Extrait choisi |
-----

Titre officiel
L’approche canadienne par guidage optique pour les essais chirurgicaux pour lésions buccales : étude COOLS
Sommaire:
Le carcinome épidermoïde de la cavité buccale est une
maladie répandue partout dans le monde qui touche environ 300 000
nouvelles personnes chaque année. La récidive locale (observée chez environ 30
% des cas) et la formation d’une deuxième tumeur primitive sont courantes. De
plus, les répercussions du traitement sur les plans esthétique et/ou
fonctionnel sont souvent importantes. Les chiffres mentionnés font ressortir
l’urgence de concevoir une meilleure approche pour lutter contre cette maladie
meurtrière.
Il devient de plus en plus apparent que les cancers de la
cavité buccale se développent dans de vastes régions de tissu malade
caractérisé par des cellules génétiquement altérées répandues dans la cavité
buccale et présentes même dans la muqueuse buccale normale sur les plans
clinique et histologique. La résection complète de ces lésions est difficile
parce que les modifications à haut risque vont souvent au-delà de la tumeur
visible en clinique. Pour cette raison, la « pratique exemplaire »

-----

Données à analyser |
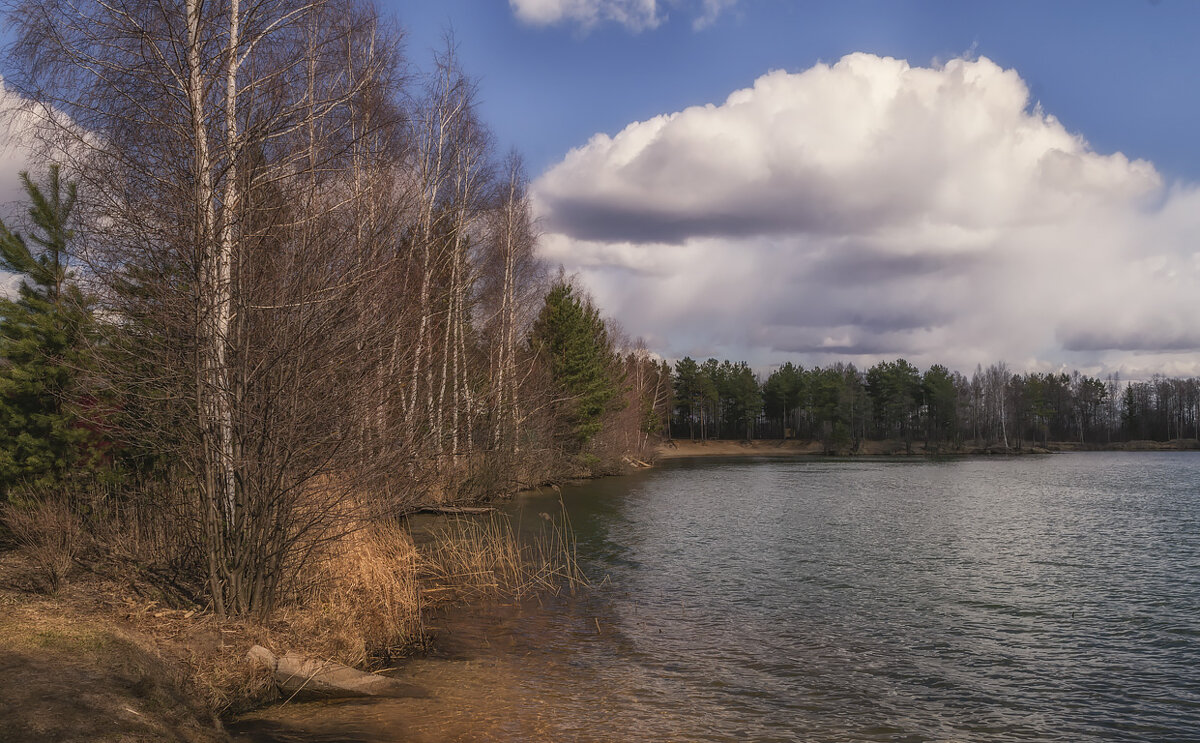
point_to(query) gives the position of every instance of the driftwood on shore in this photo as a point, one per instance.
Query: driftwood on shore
(455, 510)
(299, 677)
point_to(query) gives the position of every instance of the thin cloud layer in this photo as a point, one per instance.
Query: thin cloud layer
(635, 15)
(871, 209)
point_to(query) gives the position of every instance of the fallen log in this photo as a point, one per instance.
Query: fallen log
(299, 677)
(455, 510)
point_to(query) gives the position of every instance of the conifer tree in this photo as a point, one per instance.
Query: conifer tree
(41, 342)
(573, 339)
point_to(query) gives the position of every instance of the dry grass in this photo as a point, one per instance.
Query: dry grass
(365, 603)
(480, 557)
(49, 534)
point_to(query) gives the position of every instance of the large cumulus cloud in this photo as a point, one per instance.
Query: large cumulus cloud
(870, 209)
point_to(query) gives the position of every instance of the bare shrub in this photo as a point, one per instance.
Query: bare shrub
(49, 534)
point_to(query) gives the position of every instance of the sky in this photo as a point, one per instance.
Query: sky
(859, 180)
(785, 180)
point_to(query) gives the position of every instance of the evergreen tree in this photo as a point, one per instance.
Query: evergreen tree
(41, 342)
(571, 337)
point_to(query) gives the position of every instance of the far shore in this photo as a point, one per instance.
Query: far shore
(678, 448)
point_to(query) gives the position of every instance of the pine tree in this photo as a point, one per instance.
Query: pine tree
(41, 343)
(570, 335)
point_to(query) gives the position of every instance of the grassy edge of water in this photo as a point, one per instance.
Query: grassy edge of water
(108, 657)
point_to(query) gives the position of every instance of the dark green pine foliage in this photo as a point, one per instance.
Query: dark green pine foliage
(571, 337)
(41, 343)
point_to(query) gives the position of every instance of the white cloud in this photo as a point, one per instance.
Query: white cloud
(870, 209)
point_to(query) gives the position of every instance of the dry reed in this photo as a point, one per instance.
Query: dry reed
(480, 557)
(364, 604)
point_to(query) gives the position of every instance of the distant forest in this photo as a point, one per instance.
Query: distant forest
(841, 406)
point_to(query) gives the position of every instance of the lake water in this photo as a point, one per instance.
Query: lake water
(1047, 598)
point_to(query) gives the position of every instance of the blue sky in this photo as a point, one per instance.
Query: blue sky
(957, 183)
(1125, 75)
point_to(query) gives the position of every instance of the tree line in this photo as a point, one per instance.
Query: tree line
(843, 406)
(277, 282)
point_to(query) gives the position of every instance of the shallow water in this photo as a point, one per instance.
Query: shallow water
(989, 599)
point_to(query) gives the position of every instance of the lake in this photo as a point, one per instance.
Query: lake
(1038, 598)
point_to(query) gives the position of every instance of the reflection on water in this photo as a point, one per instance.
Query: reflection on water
(1024, 599)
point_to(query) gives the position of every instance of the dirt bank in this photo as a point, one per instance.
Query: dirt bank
(71, 671)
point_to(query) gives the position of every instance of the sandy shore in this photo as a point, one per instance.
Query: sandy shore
(687, 449)
(681, 449)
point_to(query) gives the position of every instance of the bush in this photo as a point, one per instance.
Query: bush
(49, 534)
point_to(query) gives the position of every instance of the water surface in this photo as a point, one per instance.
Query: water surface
(989, 599)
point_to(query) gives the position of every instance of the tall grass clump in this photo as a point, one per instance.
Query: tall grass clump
(485, 557)
(363, 601)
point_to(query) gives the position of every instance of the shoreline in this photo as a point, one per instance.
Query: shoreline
(679, 449)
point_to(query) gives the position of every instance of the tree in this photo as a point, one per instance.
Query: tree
(216, 145)
(687, 391)
(571, 339)
(941, 403)
(42, 342)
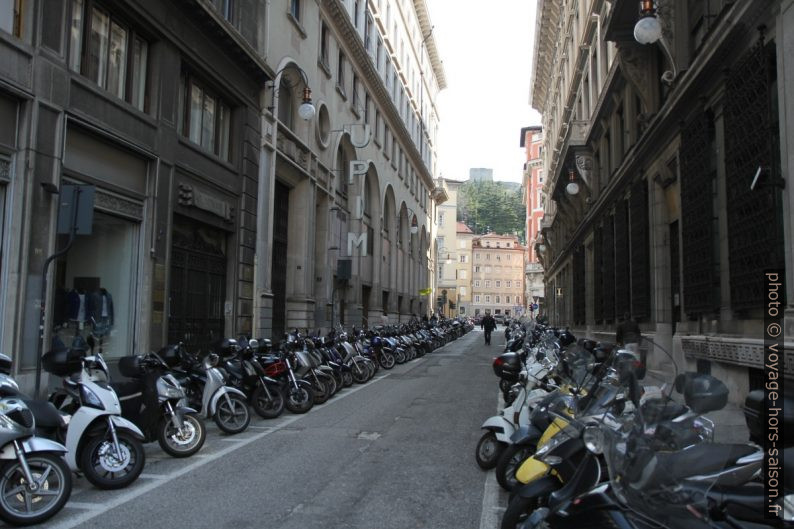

-----

Consigne de travail 1 | D'après l'extrait sur l'étude COOLS, dans quelle proportion approximative des cas observe-t-on une récidive locale ?
Consigne de travail 2 | Rédigez la suite de l'extrait sur l'étude COOLS.

Réponse 1 | Environ 30 % des cas.

Réponse 2 |
actuelle consiste à réséquer la tumeur en plus d’une large marge (généralement
de 10 mm) de muqueuse d’aspect sain. Cependant, comme l’étendue de l’atteinte
occulte varie, cette approche se solde souvent par l’ablation d’une trop grande
quantité de tissu sain (avec de graves conséquences sur les plans esthétique et
fonctionnel) ou d’une trop petite quantité de tissu malade, comme en témoignent
la fréquence élevée de marges chirurgicales positives et le haut taux de
récidive locale ou régionale – l’échec de la « pratique exemplaire ».
De nombreuses publications étayent le bien-fondé de
l’utilisation de l’autofluorescence tissulaire pour la détection et le
diagnostic des lésions précancéreuses du poumon, du col utérin, de la peau et
de la cavité buccale. Cette approche est déjà employée en clinique pour le
poumon, et le mécanisme d’action de l’autofluorescence tissulaire est bien
décrit dans le cas du col utérin. La diminution de la fluorescence traduit une
interaction complexe entre les altérations des fluorophores tissulaires et les
modifications structurales de la morphologie tissulaire, chacune étant associée
à la progression de la maladie.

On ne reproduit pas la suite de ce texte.